WHAT IS NEEDED
Pull out each line of the records below that contains the string "even". Case counts.

:: DATA RECORDS ::

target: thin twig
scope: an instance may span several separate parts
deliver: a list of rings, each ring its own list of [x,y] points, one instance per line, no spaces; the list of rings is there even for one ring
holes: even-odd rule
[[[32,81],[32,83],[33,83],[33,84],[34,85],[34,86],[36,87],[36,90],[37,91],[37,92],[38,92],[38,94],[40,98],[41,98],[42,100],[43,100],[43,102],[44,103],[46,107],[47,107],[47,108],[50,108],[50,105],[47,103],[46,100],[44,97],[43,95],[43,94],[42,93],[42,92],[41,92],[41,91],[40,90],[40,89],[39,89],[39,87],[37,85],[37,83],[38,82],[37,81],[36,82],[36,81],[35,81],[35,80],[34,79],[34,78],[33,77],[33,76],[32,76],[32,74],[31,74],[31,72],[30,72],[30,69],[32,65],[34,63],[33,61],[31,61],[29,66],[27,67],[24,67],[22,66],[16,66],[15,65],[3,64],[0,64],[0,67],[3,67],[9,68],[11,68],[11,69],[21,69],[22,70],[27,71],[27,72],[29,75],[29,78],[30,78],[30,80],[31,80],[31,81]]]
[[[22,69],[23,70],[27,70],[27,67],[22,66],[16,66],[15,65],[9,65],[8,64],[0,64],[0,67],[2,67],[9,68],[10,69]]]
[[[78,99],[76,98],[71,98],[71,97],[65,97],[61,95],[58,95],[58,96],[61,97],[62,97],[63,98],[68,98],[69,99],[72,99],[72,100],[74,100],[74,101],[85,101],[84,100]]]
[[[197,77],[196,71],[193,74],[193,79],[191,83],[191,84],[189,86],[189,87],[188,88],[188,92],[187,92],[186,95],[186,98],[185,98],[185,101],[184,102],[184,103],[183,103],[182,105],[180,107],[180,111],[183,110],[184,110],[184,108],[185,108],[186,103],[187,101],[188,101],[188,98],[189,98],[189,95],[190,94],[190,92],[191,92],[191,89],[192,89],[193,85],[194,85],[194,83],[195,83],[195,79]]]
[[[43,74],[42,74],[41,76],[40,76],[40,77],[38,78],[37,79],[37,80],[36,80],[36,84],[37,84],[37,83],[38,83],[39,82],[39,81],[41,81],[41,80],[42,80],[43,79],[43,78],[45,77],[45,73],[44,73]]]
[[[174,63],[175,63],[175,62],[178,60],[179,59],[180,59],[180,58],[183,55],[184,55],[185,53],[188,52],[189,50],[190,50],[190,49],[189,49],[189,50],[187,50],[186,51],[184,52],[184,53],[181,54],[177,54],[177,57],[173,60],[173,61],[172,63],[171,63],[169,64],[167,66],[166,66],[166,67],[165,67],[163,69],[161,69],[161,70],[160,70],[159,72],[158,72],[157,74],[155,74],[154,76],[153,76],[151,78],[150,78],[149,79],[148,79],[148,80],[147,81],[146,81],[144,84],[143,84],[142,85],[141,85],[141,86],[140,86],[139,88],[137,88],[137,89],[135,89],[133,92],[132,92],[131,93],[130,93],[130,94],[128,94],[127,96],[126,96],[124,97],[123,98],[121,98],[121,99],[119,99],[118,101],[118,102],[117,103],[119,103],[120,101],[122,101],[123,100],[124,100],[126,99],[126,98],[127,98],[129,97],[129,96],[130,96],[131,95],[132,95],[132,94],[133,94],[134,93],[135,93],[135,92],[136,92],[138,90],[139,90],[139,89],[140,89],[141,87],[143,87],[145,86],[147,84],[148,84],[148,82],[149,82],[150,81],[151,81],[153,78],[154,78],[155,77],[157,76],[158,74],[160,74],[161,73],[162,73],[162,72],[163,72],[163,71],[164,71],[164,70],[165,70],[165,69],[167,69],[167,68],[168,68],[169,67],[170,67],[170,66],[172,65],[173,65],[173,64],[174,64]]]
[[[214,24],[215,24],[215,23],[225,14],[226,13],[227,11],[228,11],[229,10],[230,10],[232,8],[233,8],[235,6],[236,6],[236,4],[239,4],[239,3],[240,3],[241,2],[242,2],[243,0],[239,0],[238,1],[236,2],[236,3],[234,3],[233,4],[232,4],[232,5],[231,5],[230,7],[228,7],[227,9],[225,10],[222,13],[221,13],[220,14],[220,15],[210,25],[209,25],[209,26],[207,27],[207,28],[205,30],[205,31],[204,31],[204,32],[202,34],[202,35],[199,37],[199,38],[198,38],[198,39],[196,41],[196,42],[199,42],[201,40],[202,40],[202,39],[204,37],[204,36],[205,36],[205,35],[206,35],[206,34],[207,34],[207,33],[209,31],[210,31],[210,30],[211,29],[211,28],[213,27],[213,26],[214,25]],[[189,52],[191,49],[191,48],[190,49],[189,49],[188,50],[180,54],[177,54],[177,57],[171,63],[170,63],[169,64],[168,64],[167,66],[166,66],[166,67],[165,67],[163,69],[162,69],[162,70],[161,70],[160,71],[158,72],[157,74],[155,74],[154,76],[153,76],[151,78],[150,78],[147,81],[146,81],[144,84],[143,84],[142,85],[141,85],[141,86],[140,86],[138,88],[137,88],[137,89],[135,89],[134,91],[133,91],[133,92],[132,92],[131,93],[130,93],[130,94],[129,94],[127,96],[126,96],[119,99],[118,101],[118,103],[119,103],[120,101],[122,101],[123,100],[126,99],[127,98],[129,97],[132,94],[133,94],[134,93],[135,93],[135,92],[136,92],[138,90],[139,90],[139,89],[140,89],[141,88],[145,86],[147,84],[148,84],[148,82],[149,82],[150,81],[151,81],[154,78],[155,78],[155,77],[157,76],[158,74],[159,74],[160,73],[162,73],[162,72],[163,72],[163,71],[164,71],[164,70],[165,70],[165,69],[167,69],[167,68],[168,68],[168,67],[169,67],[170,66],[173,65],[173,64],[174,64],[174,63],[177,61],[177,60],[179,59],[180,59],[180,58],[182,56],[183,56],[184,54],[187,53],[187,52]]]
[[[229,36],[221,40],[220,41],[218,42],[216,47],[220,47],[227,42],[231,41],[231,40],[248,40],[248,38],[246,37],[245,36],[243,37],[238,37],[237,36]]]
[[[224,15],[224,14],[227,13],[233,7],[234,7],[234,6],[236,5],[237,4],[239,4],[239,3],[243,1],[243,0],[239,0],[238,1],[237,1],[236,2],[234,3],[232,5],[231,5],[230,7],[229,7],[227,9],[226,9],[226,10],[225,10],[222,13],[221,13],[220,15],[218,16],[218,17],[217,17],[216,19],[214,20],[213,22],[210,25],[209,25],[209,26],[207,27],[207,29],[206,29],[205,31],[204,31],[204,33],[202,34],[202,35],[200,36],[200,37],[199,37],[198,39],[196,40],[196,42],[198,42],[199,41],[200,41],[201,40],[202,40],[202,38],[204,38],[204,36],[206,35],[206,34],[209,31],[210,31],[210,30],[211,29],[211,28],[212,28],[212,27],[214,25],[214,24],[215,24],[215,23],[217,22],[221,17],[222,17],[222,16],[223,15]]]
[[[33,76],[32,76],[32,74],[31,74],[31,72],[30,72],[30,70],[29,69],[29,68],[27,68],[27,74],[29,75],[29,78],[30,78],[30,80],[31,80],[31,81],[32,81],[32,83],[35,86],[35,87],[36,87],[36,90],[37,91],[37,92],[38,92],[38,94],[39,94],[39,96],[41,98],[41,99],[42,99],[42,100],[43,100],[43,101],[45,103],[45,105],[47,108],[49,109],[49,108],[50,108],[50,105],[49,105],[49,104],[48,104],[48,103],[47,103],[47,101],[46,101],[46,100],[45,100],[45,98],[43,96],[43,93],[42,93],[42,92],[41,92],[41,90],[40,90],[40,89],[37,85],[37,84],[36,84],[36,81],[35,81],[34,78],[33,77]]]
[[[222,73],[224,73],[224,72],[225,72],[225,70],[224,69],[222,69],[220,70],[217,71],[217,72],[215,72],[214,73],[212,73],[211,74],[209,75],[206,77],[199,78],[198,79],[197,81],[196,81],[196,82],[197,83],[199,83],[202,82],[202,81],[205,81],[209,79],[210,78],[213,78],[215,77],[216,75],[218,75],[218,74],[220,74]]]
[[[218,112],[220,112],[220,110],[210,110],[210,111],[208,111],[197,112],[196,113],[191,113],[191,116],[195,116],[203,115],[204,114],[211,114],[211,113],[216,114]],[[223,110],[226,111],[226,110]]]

:::

EXERCISE ANSWER
deliver: a list of rings, each ring its own list of [x,y] points, one instance per line, no spaces; the list of rings is there even for one ring
holes: even-odd rule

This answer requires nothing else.